→ **What the task asks**: Give back every line exactly as it appears, pictures excluded.

---------- Records to process ----------

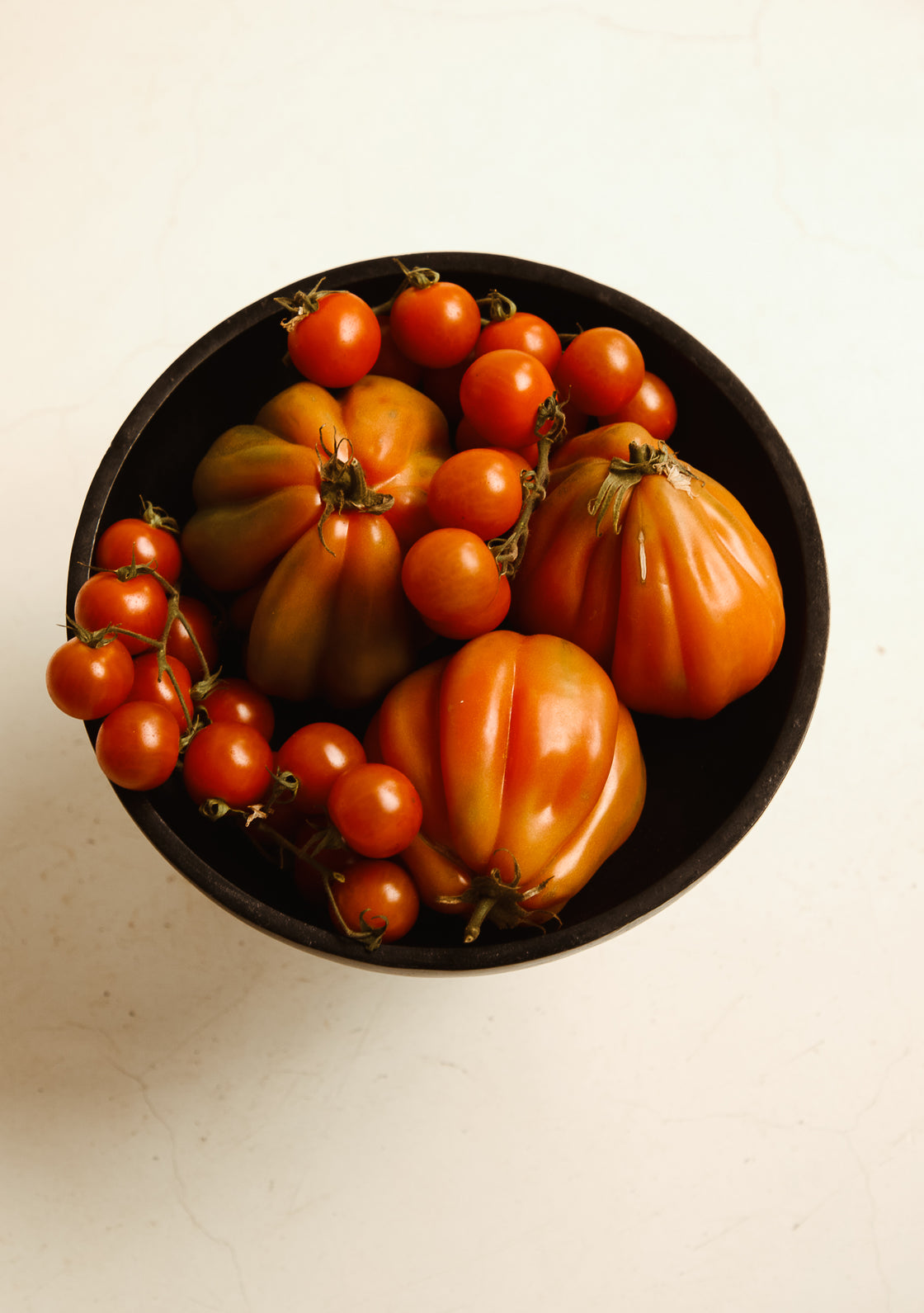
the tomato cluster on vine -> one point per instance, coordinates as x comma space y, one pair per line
389, 497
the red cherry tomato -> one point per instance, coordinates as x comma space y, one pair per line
89, 682
317, 755
180, 644
239, 701
477, 490
450, 575
377, 895
229, 762
436, 326
134, 541
653, 408
522, 331
375, 809
138, 744
337, 343
600, 369
148, 687
137, 604
500, 394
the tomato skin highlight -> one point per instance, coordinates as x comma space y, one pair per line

----------

→ **Task answer**:
the tomato cluster on vine -> one point per instance, coordinates as x comma space y, one pair per line
389, 497
the red cherry tomato -> one point per instance, coordinates as x comma space y, one pair per line
89, 682
317, 755
180, 644
239, 701
477, 490
450, 575
377, 895
229, 762
436, 326
134, 541
653, 408
522, 331
375, 809
138, 744
337, 343
600, 369
148, 687
137, 604
500, 394
the tomato skin highlight -> one point per instance, coordinates as x comma space y, one pair per line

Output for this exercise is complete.